DOCUMENT TEXT:
The 53rd London International Antiquarian Book Fair, the oldest such book fair in the world and London's oldest collectors fair, has proven once again that London is a key marketplace for the serious collector and dealer.
Published on 10 June 2010

By Angelika Elstner

The 53rd London International Antiquarian Book Fair, the oldest such book fair in the world and London’s oldest collectors fair, has proven once again that London is a key marketplace for the serious collector and dealer.

Stock of exceptional quality brought by over 150 internationally renowned dealers from 18 countries made this year’s fair, once again, an outstanding event in the international fair calendar. The introduction of a Charity Preview in aid of the Royal Society of Literature resulted in increased visitor numbers on the first day and dealers reported an enjoyable buying atmosphere, being able to entertain specially invited clients in an exclusive setting.

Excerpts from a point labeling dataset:
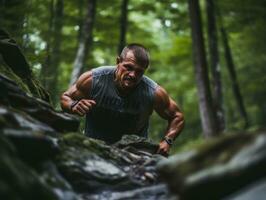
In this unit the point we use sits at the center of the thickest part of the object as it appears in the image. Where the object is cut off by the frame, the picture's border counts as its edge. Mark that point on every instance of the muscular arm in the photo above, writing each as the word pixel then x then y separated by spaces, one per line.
pixel 78 92
pixel 168 110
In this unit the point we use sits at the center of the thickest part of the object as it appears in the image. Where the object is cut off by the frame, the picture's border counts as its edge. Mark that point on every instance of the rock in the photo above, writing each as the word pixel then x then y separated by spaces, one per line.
pixel 217 169
pixel 15 97
pixel 99 166
pixel 17 180
pixel 159 191
pixel 18 67
pixel 135 143
pixel 32 146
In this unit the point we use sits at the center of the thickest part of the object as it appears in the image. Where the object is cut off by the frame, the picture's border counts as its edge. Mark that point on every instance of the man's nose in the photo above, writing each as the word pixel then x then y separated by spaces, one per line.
pixel 132 74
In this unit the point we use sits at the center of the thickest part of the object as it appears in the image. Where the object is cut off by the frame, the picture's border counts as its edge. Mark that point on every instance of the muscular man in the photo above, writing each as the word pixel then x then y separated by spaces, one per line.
pixel 120 100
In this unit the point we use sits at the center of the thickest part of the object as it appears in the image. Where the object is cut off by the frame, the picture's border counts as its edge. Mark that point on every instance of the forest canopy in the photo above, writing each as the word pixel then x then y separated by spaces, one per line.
pixel 51 34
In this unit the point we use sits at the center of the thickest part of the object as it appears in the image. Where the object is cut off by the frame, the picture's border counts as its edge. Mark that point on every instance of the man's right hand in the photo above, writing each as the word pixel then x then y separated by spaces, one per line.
pixel 83 106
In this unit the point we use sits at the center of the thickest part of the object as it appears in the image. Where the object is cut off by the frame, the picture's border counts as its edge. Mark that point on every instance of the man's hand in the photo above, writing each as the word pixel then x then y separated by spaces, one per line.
pixel 164 148
pixel 83 106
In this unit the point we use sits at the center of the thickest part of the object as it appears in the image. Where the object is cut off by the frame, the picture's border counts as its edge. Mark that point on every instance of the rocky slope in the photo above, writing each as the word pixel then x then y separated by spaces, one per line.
pixel 43 156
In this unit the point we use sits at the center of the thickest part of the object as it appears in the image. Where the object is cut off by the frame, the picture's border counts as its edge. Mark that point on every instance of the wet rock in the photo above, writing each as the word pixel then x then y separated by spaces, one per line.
pixel 229 163
pixel 32 146
pixel 17 180
pixel 255 190
pixel 18 67
pixel 159 191
pixel 137 144
pixel 15 97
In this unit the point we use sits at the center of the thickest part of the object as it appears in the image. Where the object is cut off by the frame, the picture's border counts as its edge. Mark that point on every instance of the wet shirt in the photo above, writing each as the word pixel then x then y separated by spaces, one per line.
pixel 115 115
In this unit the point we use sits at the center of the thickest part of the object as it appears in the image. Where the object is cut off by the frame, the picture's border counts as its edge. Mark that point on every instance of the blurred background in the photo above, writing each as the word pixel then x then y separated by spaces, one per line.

EXERCISE SET:
A - Summarize the article about the London antiquarian book fair in two sentences.
B - From the article about the London antiquarian book fair, extract the passage starting with "Published on 10" and going on through "an exclusive setting.".
C - Continue the article about the London antiquarian book fair from where it stops.

RESULTS OF THE TASKS:
A - The 53rd London International Antiquarian Book Fair, the oldest such fair in the world and London's oldest collectors fair, again showed London to be a key marketplace for serious collectors and dealers. More than 150 dealers from 18 countries brought stock of exceptional quality, and a new Charity Preview in aid of the Royal Society of Literature raised first-day visitor numbers and gave dealers an exclusive setting for invited clients.

B -
Published on 10 June 2010

By Angelika Elstner

The 53rd London International Antiquarian Book Fair, the oldest such book fair in the world and London’s oldest collectors fair, has proven once again that London is a key marketplace for the serious collector and dealer.

Stock of exceptional quality brought by over 150 internationally renowned dealers from 18 countries made this year’s fair, once again, an outstanding event in the international fair calendar. The introduction of a Charity Preview in aid of the Royal Society of Literature resulted in increased visitor numbers on the first day and dealers reported an enjoyable buying atmosphere, being able to entertain specially invited clients in an exclusive setting.

C -
The fair began with a long queue, which had been building up on Opening Day, and progressed with more and more buyers coming throughout Friday and Saturday, as the fair continued. But it’s not simply the number of visitors that indicates a successful fair. This year’s fair suggested that, at the top end of the market, stock of high quality continues to attract serious buyers even in times of global recession, whether they are buying for museums, international libraries or as private collector.

Robert Frew, Chairman of the Olympia Committee: “We will continue to provide the international antiquarian book trade with a platform to trade, to meet new clients and repeat business year on year. During the three days of the fair, I have met with many of my colleagues and dealers from around the world and we can see that the buying is picking up again. Without being allowed to mention names, there were a number of significant 6-figure sales at the fair and a number of dealers expect very good follow on business after the fair.”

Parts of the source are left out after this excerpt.